SUPPLIED TEXT:
>>>
Swiss Re Insurance-Linked Fund Management

PCS - Emerging Risks, New Opportunities

Cat bond market can expand with new perils and regions: Swiss Re


Reinsurer Swiss Re held a media event yesterday at which they discussed trends in the insurance-linked securities, catastrophe bond and reinsurance convergence markets, how the market has developed in 2012 and a few thoughts on where the market can develop further in 2013 and beyond. Encouragingly Swiss Re seem very confident on the cat bond and ILS markets ability to expand, with new perils and new regions of the world offering the market a chance to grow.

After a very healthy year for the cat bond and ILS market in 2012, with issuance set to be the second highest on record and the size of the outstanding cat bond and ILS market also at the second highest level ever, the market now has a chance to consolidate and continue that growth through 2013.

Outright growth for the market should be possible again in 2013 as there are just $3.4 billion of cat bonds scheduled to mature and many of them are from repeat sponsors who are likely to return to the market again. That means incremental issuance and new sponsors will drive the growth of the market in 2013 and Swiss Re is confident that the cat bond market can expand.

One way the market can grow is through innovation, something Swiss Re have helped to facilitate by bringing new sponsors, investors, regions and perils into the market over the years and by customising transaction structures to meet specific investor or sponsor needs. Swiss Re said they are committed to helping the cat bond and ILS market continue to move forwards, through innovation and expansion of the perils and regions currently covered in the ILS universe.

Swiss Re said that the ILS pricing environment will help to foster growth, with the stabilisation of pricing and also the convergence of ILS and cat bond prices with traditional sources of reinsurance cover favorable factors for growth in markets outside the U.S. The pricing environment also makes it more possible that new perils and regions will be introduced to the market as well, it’s financially less risky for sponsors and investors certainly have the appetite for new perils and regional risks to assist portfolio diversification.
<<<
SHORT EXERCISE A: From the cat bond article, list everything that Swiss Re is said to have brought into the market over the years.

SUPPLIED RECORDS:
>>>
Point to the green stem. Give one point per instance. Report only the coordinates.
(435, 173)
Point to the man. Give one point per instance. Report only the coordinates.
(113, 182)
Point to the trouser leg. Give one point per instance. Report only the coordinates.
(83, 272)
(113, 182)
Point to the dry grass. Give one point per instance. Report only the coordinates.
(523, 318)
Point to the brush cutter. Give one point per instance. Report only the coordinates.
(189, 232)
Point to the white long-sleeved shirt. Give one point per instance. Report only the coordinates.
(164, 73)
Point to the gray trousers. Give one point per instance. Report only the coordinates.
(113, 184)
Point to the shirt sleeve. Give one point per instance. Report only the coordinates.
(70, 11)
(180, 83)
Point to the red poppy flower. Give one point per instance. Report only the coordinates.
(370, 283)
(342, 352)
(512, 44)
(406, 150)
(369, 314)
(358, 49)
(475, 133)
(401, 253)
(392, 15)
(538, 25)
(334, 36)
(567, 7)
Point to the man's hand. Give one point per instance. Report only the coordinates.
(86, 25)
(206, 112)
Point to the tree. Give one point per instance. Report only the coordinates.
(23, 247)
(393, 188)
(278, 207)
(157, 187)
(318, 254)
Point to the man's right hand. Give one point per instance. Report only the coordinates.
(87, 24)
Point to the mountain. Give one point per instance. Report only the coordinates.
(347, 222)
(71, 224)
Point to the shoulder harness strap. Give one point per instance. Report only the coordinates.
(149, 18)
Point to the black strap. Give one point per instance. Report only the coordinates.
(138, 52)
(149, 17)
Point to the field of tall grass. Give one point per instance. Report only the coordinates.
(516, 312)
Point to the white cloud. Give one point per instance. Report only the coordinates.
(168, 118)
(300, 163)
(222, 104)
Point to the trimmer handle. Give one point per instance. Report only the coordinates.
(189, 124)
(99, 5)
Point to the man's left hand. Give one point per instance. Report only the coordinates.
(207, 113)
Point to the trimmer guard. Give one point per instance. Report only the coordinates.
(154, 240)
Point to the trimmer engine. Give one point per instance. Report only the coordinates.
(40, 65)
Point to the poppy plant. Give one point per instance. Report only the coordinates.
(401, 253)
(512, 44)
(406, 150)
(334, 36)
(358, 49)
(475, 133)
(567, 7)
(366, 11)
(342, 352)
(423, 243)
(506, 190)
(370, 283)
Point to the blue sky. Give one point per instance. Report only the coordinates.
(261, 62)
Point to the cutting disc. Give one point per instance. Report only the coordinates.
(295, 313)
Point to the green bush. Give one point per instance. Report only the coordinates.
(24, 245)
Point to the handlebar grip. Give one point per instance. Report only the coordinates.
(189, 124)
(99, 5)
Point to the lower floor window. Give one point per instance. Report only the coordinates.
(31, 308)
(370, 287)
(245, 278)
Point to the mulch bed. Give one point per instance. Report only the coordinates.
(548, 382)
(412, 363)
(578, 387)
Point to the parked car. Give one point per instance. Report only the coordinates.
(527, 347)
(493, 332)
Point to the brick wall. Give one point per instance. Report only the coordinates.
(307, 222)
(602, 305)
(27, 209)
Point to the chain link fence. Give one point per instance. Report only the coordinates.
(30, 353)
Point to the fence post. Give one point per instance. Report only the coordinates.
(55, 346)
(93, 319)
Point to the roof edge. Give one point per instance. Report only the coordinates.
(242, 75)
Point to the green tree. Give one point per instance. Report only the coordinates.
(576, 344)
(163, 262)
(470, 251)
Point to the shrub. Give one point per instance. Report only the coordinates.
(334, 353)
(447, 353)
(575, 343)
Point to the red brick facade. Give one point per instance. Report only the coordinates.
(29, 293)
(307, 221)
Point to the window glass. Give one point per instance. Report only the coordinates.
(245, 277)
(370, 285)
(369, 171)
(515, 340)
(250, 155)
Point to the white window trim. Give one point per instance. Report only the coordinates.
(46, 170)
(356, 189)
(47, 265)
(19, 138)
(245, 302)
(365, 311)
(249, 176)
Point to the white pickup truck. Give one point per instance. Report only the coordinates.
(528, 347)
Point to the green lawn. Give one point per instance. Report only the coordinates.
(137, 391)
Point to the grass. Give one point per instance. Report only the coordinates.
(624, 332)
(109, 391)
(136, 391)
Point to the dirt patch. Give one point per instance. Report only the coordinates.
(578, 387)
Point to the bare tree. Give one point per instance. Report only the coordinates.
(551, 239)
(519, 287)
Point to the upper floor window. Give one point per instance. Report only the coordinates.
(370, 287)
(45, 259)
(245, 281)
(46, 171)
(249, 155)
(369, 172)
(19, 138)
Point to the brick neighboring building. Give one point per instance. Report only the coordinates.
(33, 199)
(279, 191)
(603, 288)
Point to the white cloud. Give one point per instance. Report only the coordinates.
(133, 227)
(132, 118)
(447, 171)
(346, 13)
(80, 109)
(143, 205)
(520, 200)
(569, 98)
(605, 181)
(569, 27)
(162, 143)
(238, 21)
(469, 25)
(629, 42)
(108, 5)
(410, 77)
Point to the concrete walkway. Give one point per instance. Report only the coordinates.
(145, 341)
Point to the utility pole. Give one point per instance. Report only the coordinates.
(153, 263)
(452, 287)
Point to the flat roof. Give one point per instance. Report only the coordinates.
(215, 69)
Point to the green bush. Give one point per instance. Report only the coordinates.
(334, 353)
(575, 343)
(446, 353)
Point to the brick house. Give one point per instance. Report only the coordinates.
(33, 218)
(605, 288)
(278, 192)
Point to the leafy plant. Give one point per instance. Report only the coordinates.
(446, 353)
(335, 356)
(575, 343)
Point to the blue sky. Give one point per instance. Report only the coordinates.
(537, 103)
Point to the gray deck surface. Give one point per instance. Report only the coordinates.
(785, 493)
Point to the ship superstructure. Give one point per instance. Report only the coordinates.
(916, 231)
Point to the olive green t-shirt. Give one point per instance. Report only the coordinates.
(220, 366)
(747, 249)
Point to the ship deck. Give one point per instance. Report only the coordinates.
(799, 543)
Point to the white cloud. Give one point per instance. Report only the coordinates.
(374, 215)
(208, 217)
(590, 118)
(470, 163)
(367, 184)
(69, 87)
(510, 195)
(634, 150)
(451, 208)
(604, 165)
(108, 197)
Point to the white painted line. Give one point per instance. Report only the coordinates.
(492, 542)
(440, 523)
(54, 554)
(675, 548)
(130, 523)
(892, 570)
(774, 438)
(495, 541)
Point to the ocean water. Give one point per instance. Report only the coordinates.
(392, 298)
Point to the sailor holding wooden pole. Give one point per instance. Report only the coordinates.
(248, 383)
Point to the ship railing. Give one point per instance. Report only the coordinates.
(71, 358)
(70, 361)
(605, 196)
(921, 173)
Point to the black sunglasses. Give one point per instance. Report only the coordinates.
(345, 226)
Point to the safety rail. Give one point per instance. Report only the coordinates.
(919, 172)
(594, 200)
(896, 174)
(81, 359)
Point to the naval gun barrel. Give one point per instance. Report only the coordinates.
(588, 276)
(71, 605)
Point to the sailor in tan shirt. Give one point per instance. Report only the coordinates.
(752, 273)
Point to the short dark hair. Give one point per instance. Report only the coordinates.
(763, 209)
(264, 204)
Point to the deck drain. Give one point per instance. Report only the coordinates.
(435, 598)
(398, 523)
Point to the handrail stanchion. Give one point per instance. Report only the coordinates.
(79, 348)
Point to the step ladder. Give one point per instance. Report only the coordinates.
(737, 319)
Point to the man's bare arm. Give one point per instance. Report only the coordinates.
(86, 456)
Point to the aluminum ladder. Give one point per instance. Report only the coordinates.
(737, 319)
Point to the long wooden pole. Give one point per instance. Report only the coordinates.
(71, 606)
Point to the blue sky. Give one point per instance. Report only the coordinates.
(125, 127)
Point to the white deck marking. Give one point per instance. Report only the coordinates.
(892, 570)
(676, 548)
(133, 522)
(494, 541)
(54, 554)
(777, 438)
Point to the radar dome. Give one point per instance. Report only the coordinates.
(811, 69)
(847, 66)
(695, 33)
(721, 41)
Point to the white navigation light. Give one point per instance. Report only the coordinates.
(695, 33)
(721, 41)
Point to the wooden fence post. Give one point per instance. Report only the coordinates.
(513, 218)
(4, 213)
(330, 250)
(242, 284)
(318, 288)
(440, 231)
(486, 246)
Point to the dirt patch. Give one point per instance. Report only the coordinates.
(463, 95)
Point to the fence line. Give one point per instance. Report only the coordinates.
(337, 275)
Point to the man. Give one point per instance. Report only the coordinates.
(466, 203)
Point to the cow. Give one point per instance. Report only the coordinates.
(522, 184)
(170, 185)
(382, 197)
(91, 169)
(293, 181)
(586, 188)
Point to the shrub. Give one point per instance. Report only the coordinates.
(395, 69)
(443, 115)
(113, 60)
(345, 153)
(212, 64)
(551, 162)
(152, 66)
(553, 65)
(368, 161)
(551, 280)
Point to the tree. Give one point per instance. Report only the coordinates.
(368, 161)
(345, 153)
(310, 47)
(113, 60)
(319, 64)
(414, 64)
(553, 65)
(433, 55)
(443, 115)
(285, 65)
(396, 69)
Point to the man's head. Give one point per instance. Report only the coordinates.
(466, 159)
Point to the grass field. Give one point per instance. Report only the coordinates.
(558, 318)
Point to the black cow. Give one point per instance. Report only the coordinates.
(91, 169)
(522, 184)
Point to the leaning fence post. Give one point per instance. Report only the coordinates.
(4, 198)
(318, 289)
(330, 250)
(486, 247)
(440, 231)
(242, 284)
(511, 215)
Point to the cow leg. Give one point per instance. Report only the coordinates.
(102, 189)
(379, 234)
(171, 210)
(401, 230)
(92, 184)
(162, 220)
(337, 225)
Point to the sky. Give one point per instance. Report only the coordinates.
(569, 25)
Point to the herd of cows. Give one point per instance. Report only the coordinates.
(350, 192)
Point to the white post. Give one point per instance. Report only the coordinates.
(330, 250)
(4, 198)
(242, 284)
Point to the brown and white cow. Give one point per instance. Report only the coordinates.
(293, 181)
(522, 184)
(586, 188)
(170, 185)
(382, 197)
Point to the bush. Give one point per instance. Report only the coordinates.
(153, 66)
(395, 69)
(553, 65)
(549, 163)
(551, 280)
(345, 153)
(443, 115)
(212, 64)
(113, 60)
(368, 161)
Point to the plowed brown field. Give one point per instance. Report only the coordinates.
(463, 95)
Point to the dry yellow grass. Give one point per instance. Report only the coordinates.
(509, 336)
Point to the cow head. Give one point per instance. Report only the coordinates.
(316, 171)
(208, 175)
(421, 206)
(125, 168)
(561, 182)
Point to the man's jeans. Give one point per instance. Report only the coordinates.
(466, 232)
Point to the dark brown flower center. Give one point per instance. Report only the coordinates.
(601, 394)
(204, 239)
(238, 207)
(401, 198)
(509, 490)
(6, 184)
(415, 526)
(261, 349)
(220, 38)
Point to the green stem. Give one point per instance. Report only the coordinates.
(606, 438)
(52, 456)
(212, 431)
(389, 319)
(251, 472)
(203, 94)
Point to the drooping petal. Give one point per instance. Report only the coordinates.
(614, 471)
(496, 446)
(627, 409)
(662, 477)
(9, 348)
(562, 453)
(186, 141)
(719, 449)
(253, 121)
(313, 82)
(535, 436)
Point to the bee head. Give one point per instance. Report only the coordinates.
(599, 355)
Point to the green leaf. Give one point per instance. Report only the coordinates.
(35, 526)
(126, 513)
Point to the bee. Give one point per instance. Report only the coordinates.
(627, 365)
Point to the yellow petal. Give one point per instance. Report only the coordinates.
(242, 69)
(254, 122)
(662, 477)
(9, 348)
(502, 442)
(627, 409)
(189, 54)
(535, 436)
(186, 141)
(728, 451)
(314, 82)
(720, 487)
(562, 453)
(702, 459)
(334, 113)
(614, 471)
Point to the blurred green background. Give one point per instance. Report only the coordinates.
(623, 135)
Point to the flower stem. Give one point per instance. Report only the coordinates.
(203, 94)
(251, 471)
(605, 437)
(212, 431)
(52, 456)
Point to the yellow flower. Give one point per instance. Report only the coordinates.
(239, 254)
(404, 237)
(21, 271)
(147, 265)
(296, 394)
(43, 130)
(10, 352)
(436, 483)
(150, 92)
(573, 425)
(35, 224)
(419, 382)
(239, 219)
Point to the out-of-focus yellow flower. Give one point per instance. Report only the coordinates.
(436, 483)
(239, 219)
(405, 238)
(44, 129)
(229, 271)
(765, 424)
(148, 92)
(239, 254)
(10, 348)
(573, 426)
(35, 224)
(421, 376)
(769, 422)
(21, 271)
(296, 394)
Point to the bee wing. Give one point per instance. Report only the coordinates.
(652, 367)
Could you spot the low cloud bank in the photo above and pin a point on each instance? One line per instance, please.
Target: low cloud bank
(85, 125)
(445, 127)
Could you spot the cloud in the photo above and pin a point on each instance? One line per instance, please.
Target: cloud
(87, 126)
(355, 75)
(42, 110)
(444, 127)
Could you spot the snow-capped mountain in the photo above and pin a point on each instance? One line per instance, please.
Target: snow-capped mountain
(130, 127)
<<<
SHORT EXERCISE B: Write out the rows as a numbered list, from the row containing "Point to the out-of-focus" through the last of the rows, both included, leaving out blank lines.

FINISHED ANSWER A:
- New sponsors
- Investors
- Regions
- Perils

FINISHED ANSWER B:
1. Point to the out-of-focus yellow flower. Give one point per instance. Report only the coordinates.
2. (436, 483)
3. (239, 219)
4. (405, 238)
5. (44, 129)
6. (229, 271)
7. (765, 424)
8. (148, 92)
9. (239, 254)
10. (10, 348)
11. (573, 426)
12. (35, 224)
13. (421, 376)
14. (769, 422)
15. (21, 271)
16. (296, 394)
17. Point to the bee wing. Give one point per instance. Report only the coordinates.
18. (652, 367)
19. Could you spot the low cloud bank in the photo above and pin a point on each instance? One line per instance, please.
20. Target: low cloud bank
21. (85, 125)
22. (445, 127)
23. Could you spot the cloud in the photo above and pin a point on each instance? One line per instance, please.
24. Target: cloud
25. (87, 126)
26. (355, 75)
27. (42, 110)
28. (444, 127)
29. Could you spot the snow-capped mountain in the photo above and pin a point on each instance? One line per instance, please.
30. Target: snow-capped mountain
31. (130, 127)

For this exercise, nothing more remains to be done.